RECORD EXTRACTS.
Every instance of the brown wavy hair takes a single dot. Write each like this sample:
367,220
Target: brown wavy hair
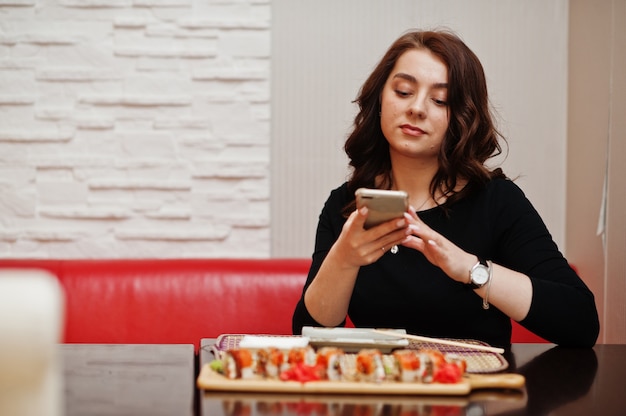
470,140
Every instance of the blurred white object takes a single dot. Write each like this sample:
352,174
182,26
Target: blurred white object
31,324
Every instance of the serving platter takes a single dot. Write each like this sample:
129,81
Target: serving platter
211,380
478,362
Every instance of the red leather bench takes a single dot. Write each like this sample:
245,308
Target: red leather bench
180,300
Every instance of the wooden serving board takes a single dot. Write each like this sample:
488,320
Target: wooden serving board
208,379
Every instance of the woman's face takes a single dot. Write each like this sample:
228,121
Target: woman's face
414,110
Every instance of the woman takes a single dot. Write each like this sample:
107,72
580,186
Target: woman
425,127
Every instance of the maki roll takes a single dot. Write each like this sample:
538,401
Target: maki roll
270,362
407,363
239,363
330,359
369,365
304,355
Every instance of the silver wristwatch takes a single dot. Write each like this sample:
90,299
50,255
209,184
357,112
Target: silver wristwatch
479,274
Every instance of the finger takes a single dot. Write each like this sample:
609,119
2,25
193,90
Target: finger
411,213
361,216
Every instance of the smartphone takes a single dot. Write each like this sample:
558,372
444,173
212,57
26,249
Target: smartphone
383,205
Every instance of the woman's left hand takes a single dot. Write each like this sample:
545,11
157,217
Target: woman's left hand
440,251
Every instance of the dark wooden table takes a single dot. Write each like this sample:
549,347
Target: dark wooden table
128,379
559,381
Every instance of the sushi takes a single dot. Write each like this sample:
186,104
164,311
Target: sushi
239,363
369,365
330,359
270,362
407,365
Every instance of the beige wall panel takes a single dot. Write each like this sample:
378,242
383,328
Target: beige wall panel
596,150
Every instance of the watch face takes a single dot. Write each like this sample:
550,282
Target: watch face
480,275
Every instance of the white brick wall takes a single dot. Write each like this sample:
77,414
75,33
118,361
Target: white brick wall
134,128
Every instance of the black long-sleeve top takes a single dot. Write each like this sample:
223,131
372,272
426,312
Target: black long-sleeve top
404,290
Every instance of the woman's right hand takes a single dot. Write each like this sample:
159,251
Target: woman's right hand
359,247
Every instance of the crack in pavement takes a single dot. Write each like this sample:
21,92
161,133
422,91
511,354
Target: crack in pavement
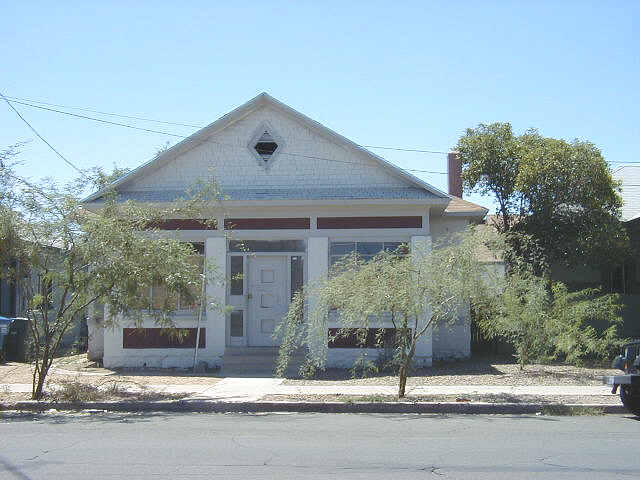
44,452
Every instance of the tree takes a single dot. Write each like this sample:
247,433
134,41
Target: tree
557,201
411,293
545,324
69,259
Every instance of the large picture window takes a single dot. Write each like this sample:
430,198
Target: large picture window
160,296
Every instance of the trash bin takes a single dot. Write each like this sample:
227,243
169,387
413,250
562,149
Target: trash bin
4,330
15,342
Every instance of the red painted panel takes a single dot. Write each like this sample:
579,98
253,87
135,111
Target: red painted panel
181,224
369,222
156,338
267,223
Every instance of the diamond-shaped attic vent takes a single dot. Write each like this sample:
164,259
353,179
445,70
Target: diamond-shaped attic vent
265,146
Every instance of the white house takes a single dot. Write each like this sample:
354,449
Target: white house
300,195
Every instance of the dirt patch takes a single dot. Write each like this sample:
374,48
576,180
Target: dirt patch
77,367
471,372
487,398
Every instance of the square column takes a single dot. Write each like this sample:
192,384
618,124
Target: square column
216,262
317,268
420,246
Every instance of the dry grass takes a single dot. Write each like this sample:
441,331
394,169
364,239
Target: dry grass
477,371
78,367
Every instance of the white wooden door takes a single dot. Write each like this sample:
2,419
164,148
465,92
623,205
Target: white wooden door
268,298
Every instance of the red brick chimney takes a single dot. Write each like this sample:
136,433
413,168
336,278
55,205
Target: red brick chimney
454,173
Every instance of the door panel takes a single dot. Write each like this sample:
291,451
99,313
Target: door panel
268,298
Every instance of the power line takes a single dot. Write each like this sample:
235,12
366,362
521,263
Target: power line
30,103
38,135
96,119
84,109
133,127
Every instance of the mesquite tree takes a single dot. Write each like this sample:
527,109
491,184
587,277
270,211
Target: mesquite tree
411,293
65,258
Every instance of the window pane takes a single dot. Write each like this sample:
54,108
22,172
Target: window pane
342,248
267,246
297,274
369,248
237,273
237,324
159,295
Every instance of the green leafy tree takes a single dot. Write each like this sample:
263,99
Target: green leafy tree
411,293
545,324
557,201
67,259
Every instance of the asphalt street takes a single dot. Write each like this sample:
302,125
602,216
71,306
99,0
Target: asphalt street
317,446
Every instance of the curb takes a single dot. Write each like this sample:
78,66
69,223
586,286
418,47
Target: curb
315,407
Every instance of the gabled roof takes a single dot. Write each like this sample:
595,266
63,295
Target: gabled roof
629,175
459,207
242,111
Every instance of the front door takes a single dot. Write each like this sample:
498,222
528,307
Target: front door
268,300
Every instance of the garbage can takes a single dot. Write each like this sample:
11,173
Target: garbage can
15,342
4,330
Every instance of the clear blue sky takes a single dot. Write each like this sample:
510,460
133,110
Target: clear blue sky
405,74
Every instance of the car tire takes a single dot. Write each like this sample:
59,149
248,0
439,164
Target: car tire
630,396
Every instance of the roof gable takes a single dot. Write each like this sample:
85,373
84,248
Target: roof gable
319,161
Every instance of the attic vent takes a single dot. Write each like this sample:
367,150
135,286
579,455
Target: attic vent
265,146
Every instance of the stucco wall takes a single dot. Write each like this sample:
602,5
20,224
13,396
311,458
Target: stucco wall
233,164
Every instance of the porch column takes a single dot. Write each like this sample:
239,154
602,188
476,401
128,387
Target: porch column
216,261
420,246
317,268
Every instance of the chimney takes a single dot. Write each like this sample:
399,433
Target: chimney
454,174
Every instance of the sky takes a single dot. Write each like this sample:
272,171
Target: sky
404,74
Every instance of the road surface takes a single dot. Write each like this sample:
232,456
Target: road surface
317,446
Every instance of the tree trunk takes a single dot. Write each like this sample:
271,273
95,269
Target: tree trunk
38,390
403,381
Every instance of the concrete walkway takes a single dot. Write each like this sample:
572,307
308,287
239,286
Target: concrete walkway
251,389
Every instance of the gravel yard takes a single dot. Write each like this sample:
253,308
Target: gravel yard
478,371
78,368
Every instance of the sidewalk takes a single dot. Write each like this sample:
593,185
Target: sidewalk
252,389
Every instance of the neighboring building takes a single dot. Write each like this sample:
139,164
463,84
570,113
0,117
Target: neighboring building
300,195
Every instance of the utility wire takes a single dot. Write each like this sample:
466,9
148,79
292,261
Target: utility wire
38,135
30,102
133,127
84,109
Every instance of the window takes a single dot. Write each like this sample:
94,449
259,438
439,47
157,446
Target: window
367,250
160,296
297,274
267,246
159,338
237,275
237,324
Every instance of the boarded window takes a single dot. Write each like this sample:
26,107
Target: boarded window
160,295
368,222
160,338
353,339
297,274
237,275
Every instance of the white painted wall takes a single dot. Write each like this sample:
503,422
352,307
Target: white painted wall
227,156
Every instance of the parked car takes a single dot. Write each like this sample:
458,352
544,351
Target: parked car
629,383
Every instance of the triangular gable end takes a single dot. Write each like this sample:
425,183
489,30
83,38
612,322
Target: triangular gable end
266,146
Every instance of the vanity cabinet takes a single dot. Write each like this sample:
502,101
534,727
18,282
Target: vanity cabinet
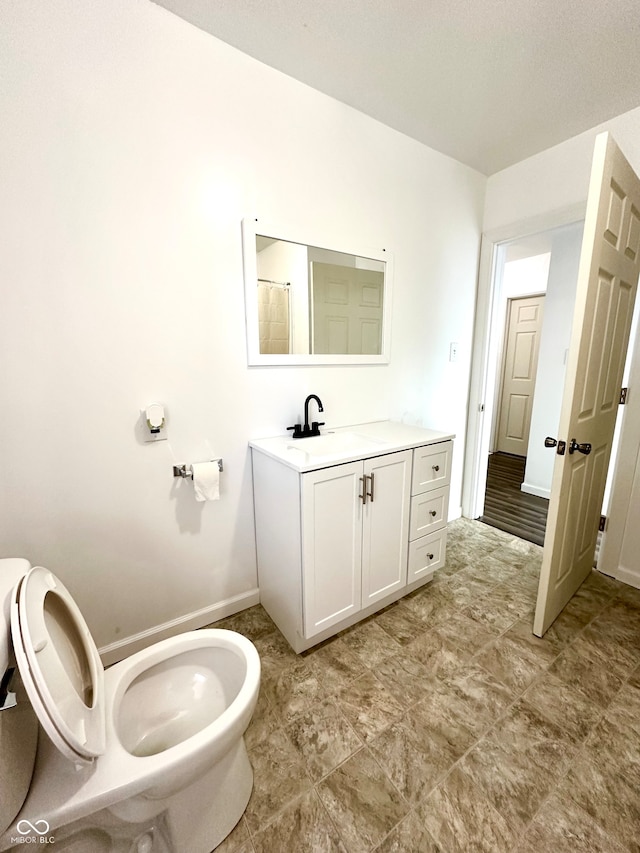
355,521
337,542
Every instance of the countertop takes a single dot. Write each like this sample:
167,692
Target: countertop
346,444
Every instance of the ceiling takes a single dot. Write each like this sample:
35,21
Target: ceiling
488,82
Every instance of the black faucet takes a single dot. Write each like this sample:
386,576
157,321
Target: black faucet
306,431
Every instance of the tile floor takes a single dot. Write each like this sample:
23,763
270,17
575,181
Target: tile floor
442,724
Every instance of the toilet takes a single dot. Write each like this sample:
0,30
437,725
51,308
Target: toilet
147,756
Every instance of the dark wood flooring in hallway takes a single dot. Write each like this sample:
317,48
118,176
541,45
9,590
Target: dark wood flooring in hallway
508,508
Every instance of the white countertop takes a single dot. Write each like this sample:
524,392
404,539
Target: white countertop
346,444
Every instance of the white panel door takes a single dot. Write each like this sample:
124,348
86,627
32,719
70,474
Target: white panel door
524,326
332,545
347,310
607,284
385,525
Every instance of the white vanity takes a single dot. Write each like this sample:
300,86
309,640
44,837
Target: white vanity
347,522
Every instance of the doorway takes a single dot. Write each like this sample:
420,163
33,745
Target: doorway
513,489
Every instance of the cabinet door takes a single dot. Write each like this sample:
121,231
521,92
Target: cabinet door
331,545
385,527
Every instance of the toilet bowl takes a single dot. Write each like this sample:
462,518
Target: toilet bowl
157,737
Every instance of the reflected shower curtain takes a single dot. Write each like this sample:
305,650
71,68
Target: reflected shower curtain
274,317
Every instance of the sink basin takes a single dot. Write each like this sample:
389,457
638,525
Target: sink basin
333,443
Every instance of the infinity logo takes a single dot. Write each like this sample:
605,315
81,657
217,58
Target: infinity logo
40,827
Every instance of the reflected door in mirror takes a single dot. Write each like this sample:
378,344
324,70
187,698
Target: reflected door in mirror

YOUR TASK. Output only the lines running from the line with "Every instance of the tile" through the final line of the data, inclusive.

EXERCISE RESPONSE.
Every instance of the tile floor takes a single dot. Write each like this sample:
23,763
270,17
575,181
Target: tile floor
442,724
Every instance of the toilet takes a single dot. Write each like this sample:
0,30
437,725
51,308
Target: toilet
147,756
Every instance of the dark wood flooring in hallway takes a single dot. Write each like this sample:
317,48
118,176
541,45
9,590
Target: dark wood flooring in hallway
508,508
Every instance of the white countertop takes a single dot. Write each like this sample:
524,392
404,539
Target: white countertop
346,444
Every instance of the white panel door takes a single dot. Write each like this sample:
124,348
86,627
32,719
70,474
Target: white panel door
524,326
332,545
347,310
607,284
385,525
Every instance of the white vanity takes a single dot. Write each like this sample:
300,86
309,640
44,837
Target: white vanity
347,522
Every instance of the doorway takes a single dot. Write each like this sample:
420,163
33,745
Target: doorway
513,489
Every instance of the cabinet door takes a single dot. Write each like this sample:
121,231
521,92
Target: cabinet door
331,545
385,527
Every instance of the toilet bowl takes a single dot. Write each like this sample:
462,518
Target: toilet bowl
157,737
Every instance of the reflected shower curtain takes a single dot. Write each like this sample:
305,650
71,68
Target: reflected shower curtain
274,317
Every instance of the sink basin takes a single dot. Write each like this sample:
389,457
638,525
Target: sink basin
333,443
Every instance of the infinity logo takes a single dot. Write each like this sample:
605,315
81,657
217,58
Target: infinity logo
40,827
Every instance of the reflected door in mirror takes a single dot. Write each like this sample:
378,344
324,70
187,698
Target: reflected door in mirror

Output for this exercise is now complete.